**Set of tasks:**
• 1. How would you sum up the childhood essay in exactly two sentences?
• 2. Could you reproduce the childhood essay's passage that begins at the words "In order to psychologically" and stops after "effect upon me.", keeping every word unchanged?

**Provided text:**

My Life As A Boy

As a boy, I’d gaze closely at the reflection in windows or mirrors to look at my face. Both the subtle and blunt hostility emanating from my peer group inevitably sowed self-doubt. What made school life even more irksome was trying to decipher what triggered this selective contempt. Why were only some children targeted? Why were others favored? Was it my darker skin, my slower speech or my hesitancy?

In order to psychologically survive in this antagonistic environment, I grew up out of touch with my emotions. By example, I learned to feel pain as little as possible. At least on the outside. I battled silently seeking to understand what made me different. To complicate matters, communication was miniscule in my family of origin. Thus, I felt ashamed of myself most of the time, though I acted cool and tried to pretend none of this was having an effect upon me.

In order to find kindred souls I travelled across time and distance. Along the way I met Charlotte Bronte. I found it at once remarkably soothing to connect with someone who resonated what I was experiencing. Through each word, each phrase, she taught me how to value my highly sensitive nature.

**Data shown:**
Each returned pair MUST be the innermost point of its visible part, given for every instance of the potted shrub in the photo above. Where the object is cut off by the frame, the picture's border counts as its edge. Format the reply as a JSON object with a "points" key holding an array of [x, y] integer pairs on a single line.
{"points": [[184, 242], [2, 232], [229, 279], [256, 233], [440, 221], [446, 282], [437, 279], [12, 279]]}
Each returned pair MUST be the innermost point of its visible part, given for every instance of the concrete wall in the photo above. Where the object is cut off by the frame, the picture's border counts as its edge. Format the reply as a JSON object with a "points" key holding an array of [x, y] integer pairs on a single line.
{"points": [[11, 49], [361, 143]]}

**Results of the exercise:**
• 1. As a boy, the writer met subtle and blunt hostility from peers that sowed self-doubt, and coped by growing out of touch with his emotions, feeling ashamed while acting cool. Seeking kindred souls, he found soothing connection in Charlotte Bronte, who taught him to value his highly sensitive nature.

• 2.
In order to psychologically survive in this antagonistic environment, I grew up out of touch with my emotions. By example, I learned to feel pain as little as possible. At least on the outside. I battled silently seeking to understand what made me different. To complicate matters, communication was miniscule in my family of origin. Thus, I felt ashamed of myself most of the time, though I acted cool and tried to pretend none of this was having an effect upon me.